Records drawn from a dataset
______

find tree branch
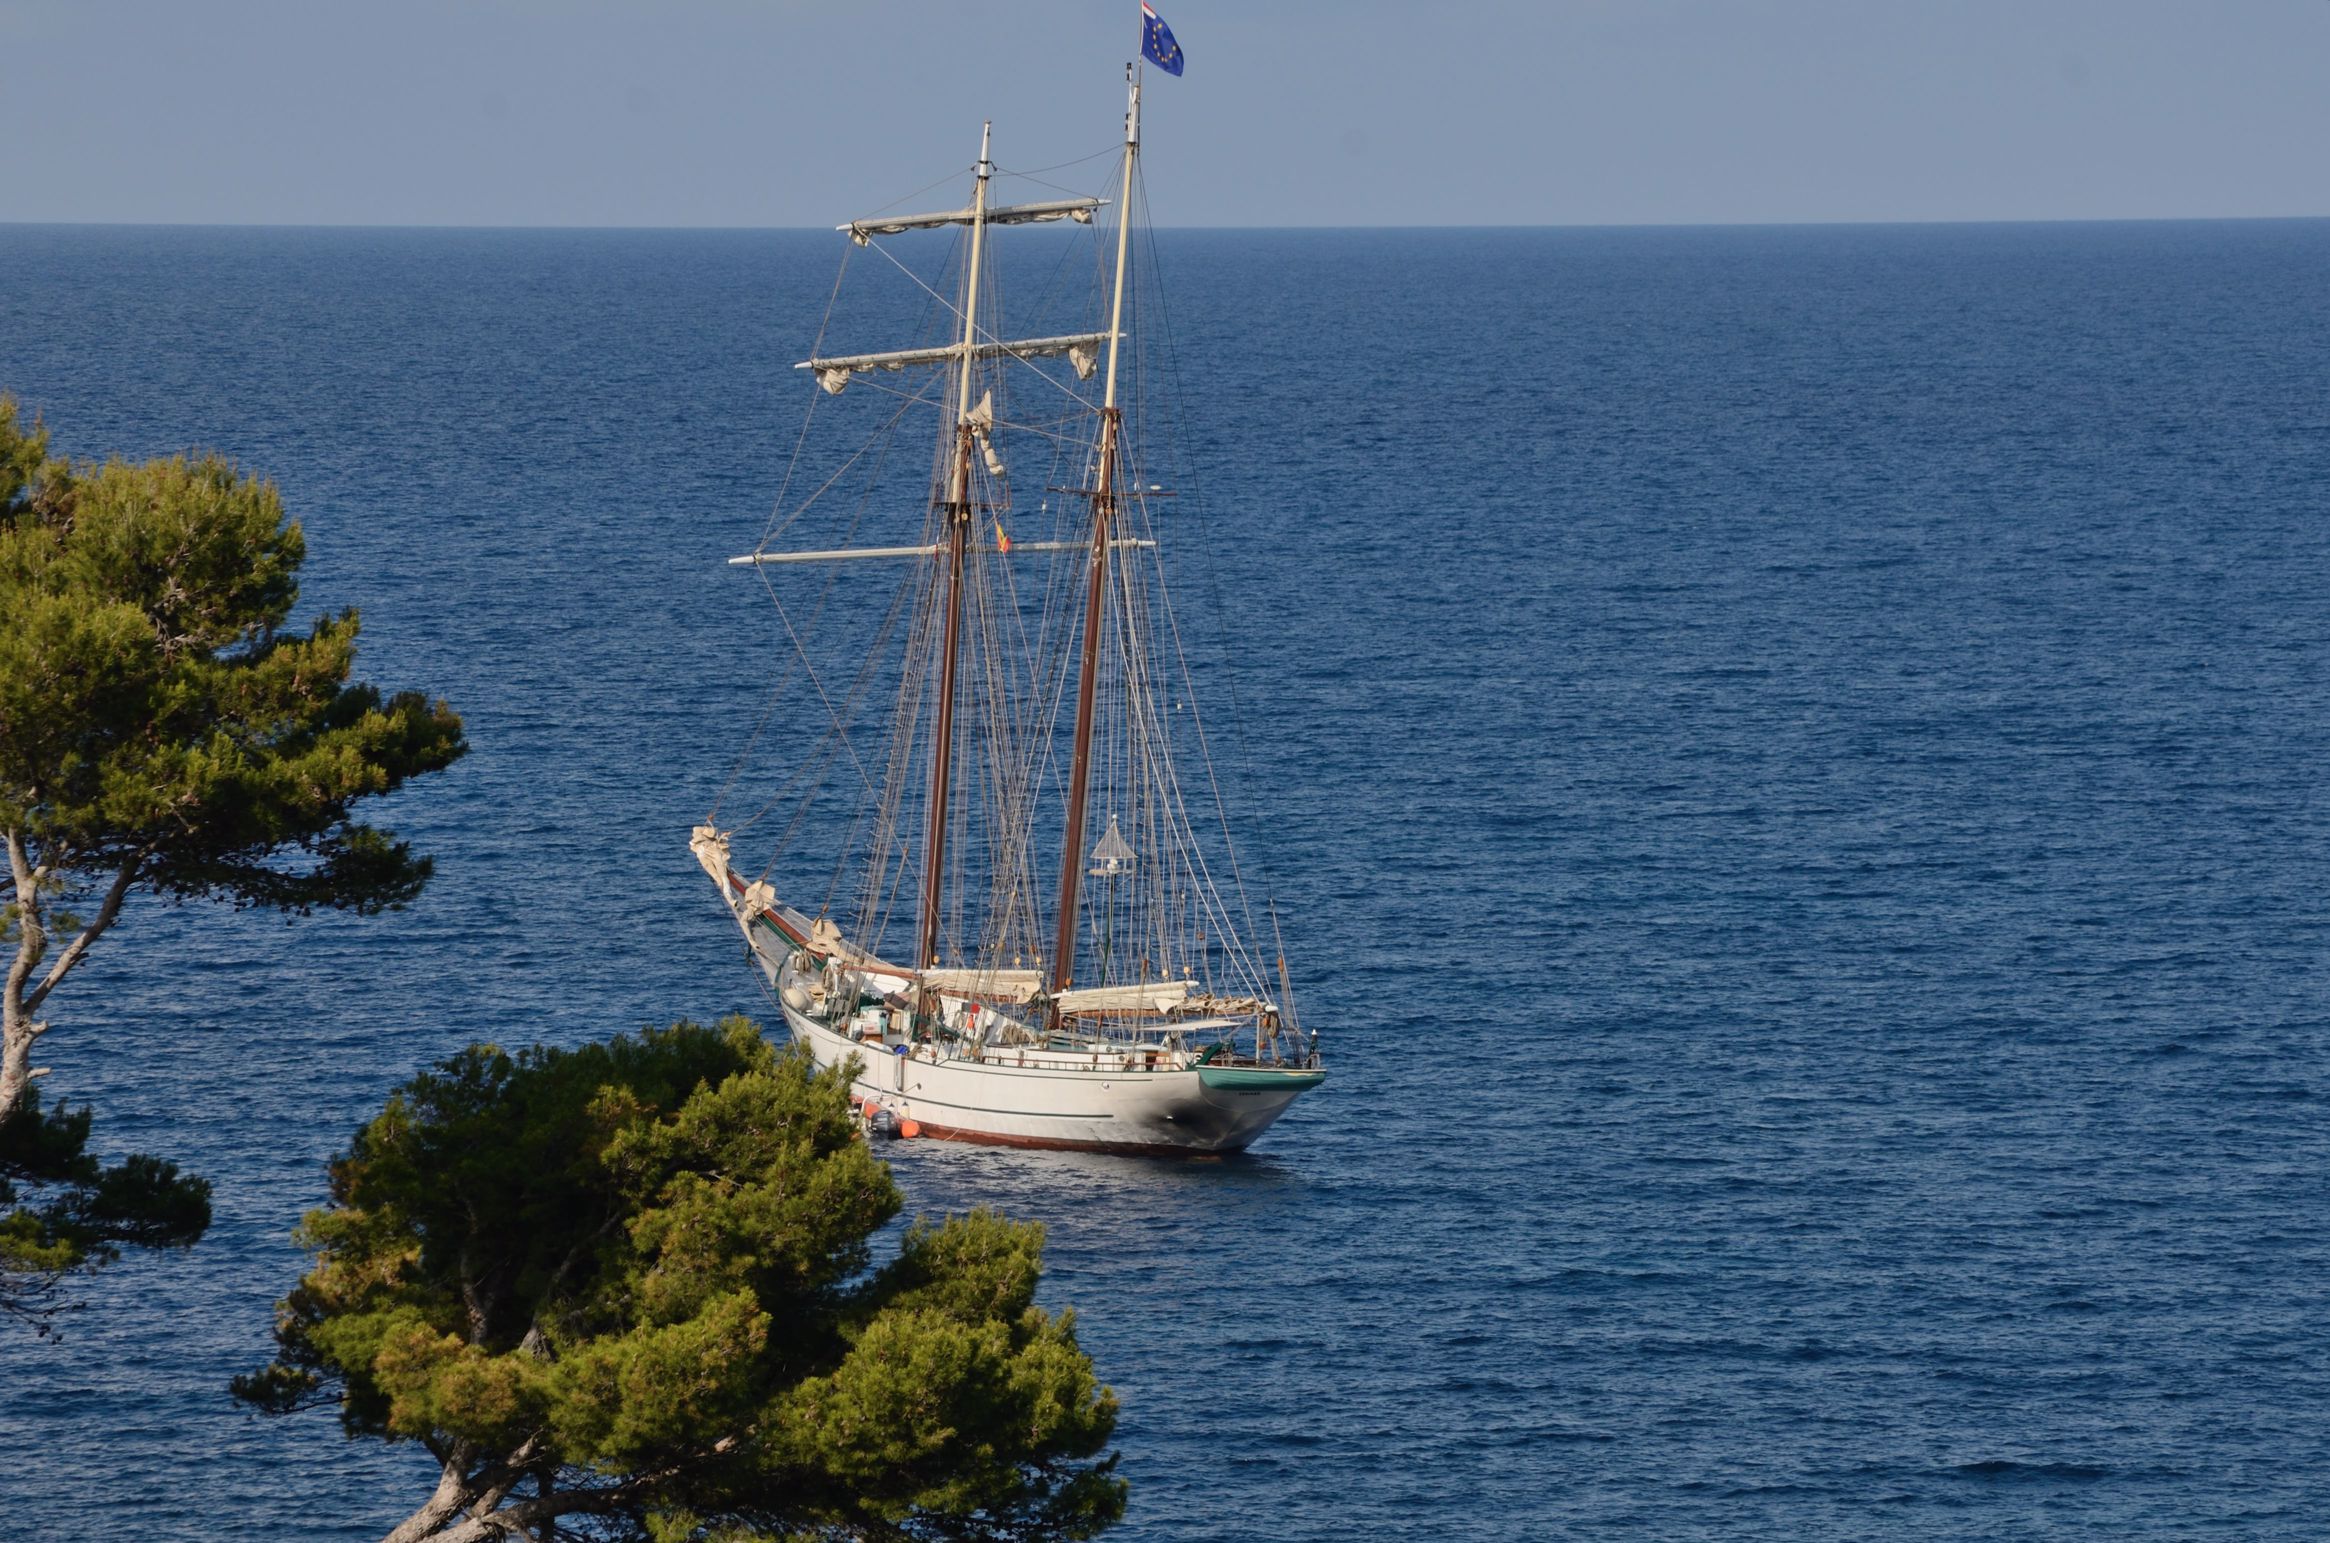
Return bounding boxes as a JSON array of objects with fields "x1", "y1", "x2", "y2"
[
  {"x1": 464, "y1": 1433, "x2": 543, "y2": 1521},
  {"x1": 380, "y1": 1435, "x2": 562, "y2": 1543},
  {"x1": 386, "y1": 1449, "x2": 705, "y2": 1543},
  {"x1": 407, "y1": 1477, "x2": 642, "y2": 1543},
  {"x1": 25, "y1": 850, "x2": 143, "y2": 1014},
  {"x1": 380, "y1": 1441, "x2": 481, "y2": 1543}
]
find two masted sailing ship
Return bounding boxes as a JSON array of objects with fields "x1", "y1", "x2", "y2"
[{"x1": 692, "y1": 68, "x2": 1323, "y2": 1154}]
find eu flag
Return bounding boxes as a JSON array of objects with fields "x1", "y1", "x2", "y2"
[{"x1": 1141, "y1": 2, "x2": 1185, "y2": 76}]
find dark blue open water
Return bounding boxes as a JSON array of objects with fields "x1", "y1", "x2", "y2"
[{"x1": 3, "y1": 221, "x2": 2328, "y2": 1538}]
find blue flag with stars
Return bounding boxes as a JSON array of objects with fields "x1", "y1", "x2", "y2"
[{"x1": 1141, "y1": 1, "x2": 1184, "y2": 76}]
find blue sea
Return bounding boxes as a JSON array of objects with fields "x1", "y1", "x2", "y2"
[{"x1": 3, "y1": 220, "x2": 2328, "y2": 1539}]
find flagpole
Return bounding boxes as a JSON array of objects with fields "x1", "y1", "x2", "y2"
[{"x1": 1109, "y1": 63, "x2": 1140, "y2": 406}]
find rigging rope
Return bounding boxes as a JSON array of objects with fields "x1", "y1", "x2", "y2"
[{"x1": 713, "y1": 142, "x2": 1295, "y2": 1031}]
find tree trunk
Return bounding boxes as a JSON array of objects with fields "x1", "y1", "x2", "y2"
[
  {"x1": 1, "y1": 832, "x2": 140, "y2": 1116},
  {"x1": 0, "y1": 997, "x2": 36, "y2": 1119},
  {"x1": 380, "y1": 1437, "x2": 561, "y2": 1543},
  {"x1": 2, "y1": 829, "x2": 48, "y2": 1117}
]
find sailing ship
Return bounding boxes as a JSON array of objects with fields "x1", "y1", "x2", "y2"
[{"x1": 691, "y1": 65, "x2": 1322, "y2": 1154}]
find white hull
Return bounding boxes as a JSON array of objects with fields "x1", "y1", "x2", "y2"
[
  {"x1": 752, "y1": 951, "x2": 1308, "y2": 1156},
  {"x1": 693, "y1": 830, "x2": 1321, "y2": 1155}
]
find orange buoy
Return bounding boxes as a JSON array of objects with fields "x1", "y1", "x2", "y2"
[{"x1": 897, "y1": 1119, "x2": 922, "y2": 1139}]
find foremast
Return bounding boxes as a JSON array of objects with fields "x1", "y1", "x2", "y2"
[
  {"x1": 1049, "y1": 70, "x2": 1142, "y2": 1005},
  {"x1": 918, "y1": 122, "x2": 995, "y2": 990}
]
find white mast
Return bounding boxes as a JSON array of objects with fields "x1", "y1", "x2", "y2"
[
  {"x1": 1102, "y1": 76, "x2": 1139, "y2": 413},
  {"x1": 955, "y1": 121, "x2": 996, "y2": 430}
]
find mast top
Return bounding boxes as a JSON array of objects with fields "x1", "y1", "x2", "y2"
[{"x1": 954, "y1": 121, "x2": 997, "y2": 429}]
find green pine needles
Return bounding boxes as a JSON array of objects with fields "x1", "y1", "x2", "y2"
[
  {"x1": 237, "y1": 1018, "x2": 1126, "y2": 1543},
  {"x1": 0, "y1": 1088, "x2": 211, "y2": 1336},
  {"x1": 0, "y1": 394, "x2": 465, "y2": 1317}
]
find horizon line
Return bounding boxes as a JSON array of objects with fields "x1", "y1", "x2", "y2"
[{"x1": 6, "y1": 213, "x2": 2328, "y2": 236}]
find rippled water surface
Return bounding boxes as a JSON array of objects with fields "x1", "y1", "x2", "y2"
[{"x1": 4, "y1": 220, "x2": 2328, "y2": 1538}]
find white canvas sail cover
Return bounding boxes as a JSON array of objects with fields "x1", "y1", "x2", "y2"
[
  {"x1": 968, "y1": 390, "x2": 1006, "y2": 475},
  {"x1": 918, "y1": 966, "x2": 1044, "y2": 995},
  {"x1": 843, "y1": 197, "x2": 1105, "y2": 244},
  {"x1": 1056, "y1": 979, "x2": 1193, "y2": 1014},
  {"x1": 854, "y1": 971, "x2": 1189, "y2": 1013},
  {"x1": 804, "y1": 332, "x2": 1110, "y2": 394},
  {"x1": 690, "y1": 823, "x2": 731, "y2": 883}
]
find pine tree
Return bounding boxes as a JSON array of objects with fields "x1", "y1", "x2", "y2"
[
  {"x1": 0, "y1": 394, "x2": 466, "y2": 1318},
  {"x1": 236, "y1": 1019, "x2": 1126, "y2": 1543}
]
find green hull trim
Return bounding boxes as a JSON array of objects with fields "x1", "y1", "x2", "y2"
[{"x1": 1198, "y1": 1065, "x2": 1327, "y2": 1094}]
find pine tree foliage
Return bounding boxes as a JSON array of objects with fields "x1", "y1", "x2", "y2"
[
  {"x1": 236, "y1": 1019, "x2": 1126, "y2": 1543},
  {"x1": 0, "y1": 394, "x2": 466, "y2": 1308},
  {"x1": 0, "y1": 1088, "x2": 211, "y2": 1335}
]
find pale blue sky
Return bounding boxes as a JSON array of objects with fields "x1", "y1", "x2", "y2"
[{"x1": 3, "y1": 0, "x2": 2326, "y2": 227}]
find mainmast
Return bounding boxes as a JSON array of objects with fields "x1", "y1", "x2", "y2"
[
  {"x1": 920, "y1": 122, "x2": 994, "y2": 984},
  {"x1": 1049, "y1": 70, "x2": 1140, "y2": 1001}
]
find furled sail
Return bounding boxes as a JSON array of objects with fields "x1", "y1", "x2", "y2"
[
  {"x1": 842, "y1": 197, "x2": 1105, "y2": 245},
  {"x1": 1056, "y1": 980, "x2": 1193, "y2": 1015},
  {"x1": 805, "y1": 332, "x2": 1109, "y2": 395},
  {"x1": 825, "y1": 973, "x2": 1189, "y2": 1013},
  {"x1": 917, "y1": 967, "x2": 1044, "y2": 995},
  {"x1": 968, "y1": 390, "x2": 1006, "y2": 475}
]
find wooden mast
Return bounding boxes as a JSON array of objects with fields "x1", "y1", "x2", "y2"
[
  {"x1": 1049, "y1": 71, "x2": 1140, "y2": 1003},
  {"x1": 920, "y1": 122, "x2": 994, "y2": 989}
]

______

Across the entries above, how many lines include "tree"? State only that number.

4